◆ Your instructions
Copy the lines below word for word, beginning at the line that contains "pinpoint every field." and continuing through the final line.

>> start Exercise input

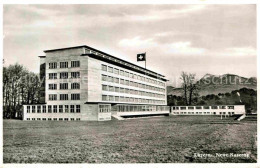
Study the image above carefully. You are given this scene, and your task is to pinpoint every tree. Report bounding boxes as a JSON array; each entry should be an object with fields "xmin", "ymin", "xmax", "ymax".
[
  {"xmin": 180, "ymin": 72, "xmax": 199, "ymax": 105},
  {"xmin": 3, "ymin": 64, "xmax": 40, "ymax": 118}
]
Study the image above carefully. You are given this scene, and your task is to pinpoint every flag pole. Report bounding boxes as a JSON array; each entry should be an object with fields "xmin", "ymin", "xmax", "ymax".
[{"xmin": 144, "ymin": 52, "xmax": 146, "ymax": 69}]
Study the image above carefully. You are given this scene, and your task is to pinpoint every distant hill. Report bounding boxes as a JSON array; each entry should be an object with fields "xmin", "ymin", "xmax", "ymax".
[{"xmin": 167, "ymin": 74, "xmax": 257, "ymax": 96}]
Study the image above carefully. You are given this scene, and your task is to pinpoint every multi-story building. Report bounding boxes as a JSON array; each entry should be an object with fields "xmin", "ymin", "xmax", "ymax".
[
  {"xmin": 171, "ymin": 105, "xmax": 246, "ymax": 115},
  {"xmin": 23, "ymin": 45, "xmax": 169, "ymax": 120}
]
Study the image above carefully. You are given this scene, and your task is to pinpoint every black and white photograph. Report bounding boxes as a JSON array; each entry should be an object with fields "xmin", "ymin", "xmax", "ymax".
[{"xmin": 1, "ymin": 1, "xmax": 259, "ymax": 167}]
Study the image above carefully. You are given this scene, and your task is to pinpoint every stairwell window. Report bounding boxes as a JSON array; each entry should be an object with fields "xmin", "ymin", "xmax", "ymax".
[
  {"xmin": 70, "ymin": 105, "xmax": 75, "ymax": 113},
  {"xmin": 60, "ymin": 72, "xmax": 69, "ymax": 79},
  {"xmin": 102, "ymin": 65, "xmax": 107, "ymax": 71},
  {"xmin": 76, "ymin": 105, "xmax": 80, "ymax": 113},
  {"xmin": 59, "ymin": 105, "xmax": 63, "ymax": 113},
  {"xmin": 49, "ymin": 62, "xmax": 57, "ymax": 69},
  {"xmin": 71, "ymin": 93, "xmax": 80, "ymax": 100},
  {"xmin": 71, "ymin": 72, "xmax": 80, "ymax": 78},
  {"xmin": 60, "ymin": 62, "xmax": 68, "ymax": 68},
  {"xmin": 49, "ymin": 73, "xmax": 57, "ymax": 79},
  {"xmin": 71, "ymin": 83, "xmax": 80, "ymax": 89},
  {"xmin": 49, "ymin": 94, "xmax": 57, "ymax": 100},
  {"xmin": 71, "ymin": 61, "xmax": 80, "ymax": 68},
  {"xmin": 60, "ymin": 83, "xmax": 68, "ymax": 90},
  {"xmin": 60, "ymin": 94, "xmax": 69, "ymax": 100},
  {"xmin": 49, "ymin": 84, "xmax": 57, "ymax": 90}
]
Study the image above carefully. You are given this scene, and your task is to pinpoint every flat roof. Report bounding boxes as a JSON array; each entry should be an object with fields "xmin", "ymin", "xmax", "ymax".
[{"xmin": 44, "ymin": 45, "xmax": 167, "ymax": 81}]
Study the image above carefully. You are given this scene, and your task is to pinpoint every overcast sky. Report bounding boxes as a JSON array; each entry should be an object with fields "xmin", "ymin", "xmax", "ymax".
[{"xmin": 3, "ymin": 5, "xmax": 257, "ymax": 86}]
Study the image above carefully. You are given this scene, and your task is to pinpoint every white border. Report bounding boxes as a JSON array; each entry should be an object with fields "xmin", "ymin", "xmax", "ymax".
[{"xmin": 0, "ymin": 0, "xmax": 260, "ymax": 168}]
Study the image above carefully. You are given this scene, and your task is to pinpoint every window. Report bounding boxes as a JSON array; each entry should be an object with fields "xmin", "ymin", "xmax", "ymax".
[
  {"xmin": 102, "ymin": 75, "xmax": 107, "ymax": 81},
  {"xmin": 114, "ymin": 78, "xmax": 119, "ymax": 83},
  {"xmin": 228, "ymin": 106, "xmax": 234, "ymax": 109},
  {"xmin": 42, "ymin": 105, "xmax": 46, "ymax": 113},
  {"xmin": 120, "ymin": 70, "xmax": 124, "ymax": 76},
  {"xmin": 59, "ymin": 105, "xmax": 63, "ymax": 113},
  {"xmin": 120, "ymin": 79, "xmax": 125, "ymax": 84},
  {"xmin": 49, "ymin": 84, "xmax": 57, "ymax": 90},
  {"xmin": 114, "ymin": 68, "xmax": 119, "ymax": 75},
  {"xmin": 48, "ymin": 105, "xmax": 52, "ymax": 113},
  {"xmin": 49, "ymin": 62, "xmax": 57, "ymax": 69},
  {"xmin": 37, "ymin": 106, "xmax": 41, "ymax": 113},
  {"xmin": 102, "ymin": 65, "xmax": 107, "ymax": 71},
  {"xmin": 109, "ymin": 96, "xmax": 114, "ymax": 101},
  {"xmin": 109, "ymin": 86, "xmax": 115, "ymax": 92},
  {"xmin": 71, "ymin": 61, "xmax": 80, "ymax": 67},
  {"xmin": 71, "ymin": 83, "xmax": 80, "ymax": 89},
  {"xmin": 27, "ymin": 106, "xmax": 31, "ymax": 113},
  {"xmin": 53, "ymin": 105, "xmax": 58, "ymax": 113},
  {"xmin": 60, "ymin": 72, "xmax": 69, "ymax": 79},
  {"xmin": 71, "ymin": 93, "xmax": 80, "ymax": 100},
  {"xmin": 70, "ymin": 105, "xmax": 75, "ymax": 113},
  {"xmin": 211, "ymin": 106, "xmax": 218, "ymax": 109},
  {"xmin": 49, "ymin": 73, "xmax": 57, "ymax": 79},
  {"xmin": 107, "ymin": 76, "xmax": 114, "ymax": 82},
  {"xmin": 76, "ymin": 105, "xmax": 80, "ymax": 113},
  {"xmin": 32, "ymin": 106, "xmax": 35, "ymax": 113},
  {"xmin": 71, "ymin": 72, "xmax": 80, "ymax": 78},
  {"xmin": 120, "ymin": 88, "xmax": 125, "ymax": 93},
  {"xmin": 60, "ymin": 94, "xmax": 69, "ymax": 100},
  {"xmin": 102, "ymin": 85, "xmax": 108, "ymax": 91},
  {"xmin": 60, "ymin": 62, "xmax": 68, "ymax": 68},
  {"xmin": 49, "ymin": 94, "xmax": 57, "ymax": 100},
  {"xmin": 60, "ymin": 83, "xmax": 69, "ymax": 90},
  {"xmin": 108, "ymin": 67, "xmax": 113, "ymax": 73},
  {"xmin": 102, "ymin": 95, "xmax": 108, "ymax": 101},
  {"xmin": 64, "ymin": 105, "xmax": 69, "ymax": 113}
]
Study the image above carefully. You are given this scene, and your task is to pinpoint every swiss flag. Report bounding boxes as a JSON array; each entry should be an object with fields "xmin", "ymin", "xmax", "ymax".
[{"xmin": 137, "ymin": 53, "xmax": 146, "ymax": 61}]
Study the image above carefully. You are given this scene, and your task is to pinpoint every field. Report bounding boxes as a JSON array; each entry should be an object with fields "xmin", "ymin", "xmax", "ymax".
[{"xmin": 3, "ymin": 116, "xmax": 257, "ymax": 163}]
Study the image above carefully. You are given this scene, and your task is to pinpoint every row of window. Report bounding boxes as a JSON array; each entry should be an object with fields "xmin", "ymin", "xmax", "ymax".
[
  {"xmin": 49, "ymin": 61, "xmax": 80, "ymax": 69},
  {"xmin": 173, "ymin": 112, "xmax": 235, "ymax": 115},
  {"xmin": 26, "ymin": 105, "xmax": 80, "ymax": 113},
  {"xmin": 102, "ymin": 75, "xmax": 165, "ymax": 93},
  {"xmin": 102, "ymin": 85, "xmax": 165, "ymax": 98},
  {"xmin": 26, "ymin": 118, "xmax": 80, "ymax": 121},
  {"xmin": 101, "ymin": 64, "xmax": 165, "ymax": 86},
  {"xmin": 49, "ymin": 83, "xmax": 80, "ymax": 90},
  {"xmin": 49, "ymin": 72, "xmax": 80, "ymax": 79},
  {"xmin": 49, "ymin": 93, "xmax": 80, "ymax": 100},
  {"xmin": 102, "ymin": 95, "xmax": 165, "ymax": 104},
  {"xmin": 172, "ymin": 106, "xmax": 234, "ymax": 110}
]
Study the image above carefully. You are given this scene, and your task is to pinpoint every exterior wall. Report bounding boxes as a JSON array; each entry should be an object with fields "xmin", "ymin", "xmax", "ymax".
[
  {"xmin": 23, "ymin": 46, "xmax": 167, "ymax": 121},
  {"xmin": 171, "ymin": 105, "xmax": 245, "ymax": 115},
  {"xmin": 96, "ymin": 61, "xmax": 167, "ymax": 105},
  {"xmin": 87, "ymin": 58, "xmax": 102, "ymax": 102}
]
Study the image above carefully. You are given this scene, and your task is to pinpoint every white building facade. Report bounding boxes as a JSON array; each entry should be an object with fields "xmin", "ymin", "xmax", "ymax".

>> end Exercise input

◆ Result for this exercise
Study the image above carefully. You are given this scene, and your task is to pinpoint every field. Report bounding boxes as a JSON array; each entry should be an object with fields "xmin", "ymin", "xmax", "ymax".
[{"xmin": 3, "ymin": 116, "xmax": 257, "ymax": 163}]
Study the image above carefully. You are given this scene, and your task is to pinpoint every row of window. Report bounding boxes as a JSON array; each entry should be an object with fields "xmin", "ymin", "xmax", "ymax".
[
  {"xmin": 49, "ymin": 61, "xmax": 80, "ymax": 69},
  {"xmin": 173, "ymin": 112, "xmax": 235, "ymax": 115},
  {"xmin": 26, "ymin": 105, "xmax": 80, "ymax": 113},
  {"xmin": 102, "ymin": 75, "xmax": 165, "ymax": 93},
  {"xmin": 102, "ymin": 85, "xmax": 165, "ymax": 98},
  {"xmin": 26, "ymin": 118, "xmax": 80, "ymax": 121},
  {"xmin": 101, "ymin": 64, "xmax": 165, "ymax": 86},
  {"xmin": 49, "ymin": 83, "xmax": 80, "ymax": 90},
  {"xmin": 49, "ymin": 72, "xmax": 80, "ymax": 79},
  {"xmin": 49, "ymin": 93, "xmax": 80, "ymax": 100},
  {"xmin": 102, "ymin": 95, "xmax": 165, "ymax": 104},
  {"xmin": 172, "ymin": 106, "xmax": 234, "ymax": 110}
]
Study the image above carefully. You are given this scene, and your task is to pinpoint every exterior wall. Report bounding boxes as a JSON array; each entry should be an object with fields "xmin", "ymin", "xmax", "ymax".
[
  {"xmin": 23, "ymin": 46, "xmax": 167, "ymax": 121},
  {"xmin": 171, "ymin": 105, "xmax": 245, "ymax": 115},
  {"xmin": 96, "ymin": 61, "xmax": 167, "ymax": 105},
  {"xmin": 87, "ymin": 58, "xmax": 102, "ymax": 102}
]
Study the image above carefully. You are given this scene, and your task is to pinpoint every white building facade. Report bounding boxes as a JSON array; each entry should be an object with fields "xmin", "ymin", "xmax", "ymax".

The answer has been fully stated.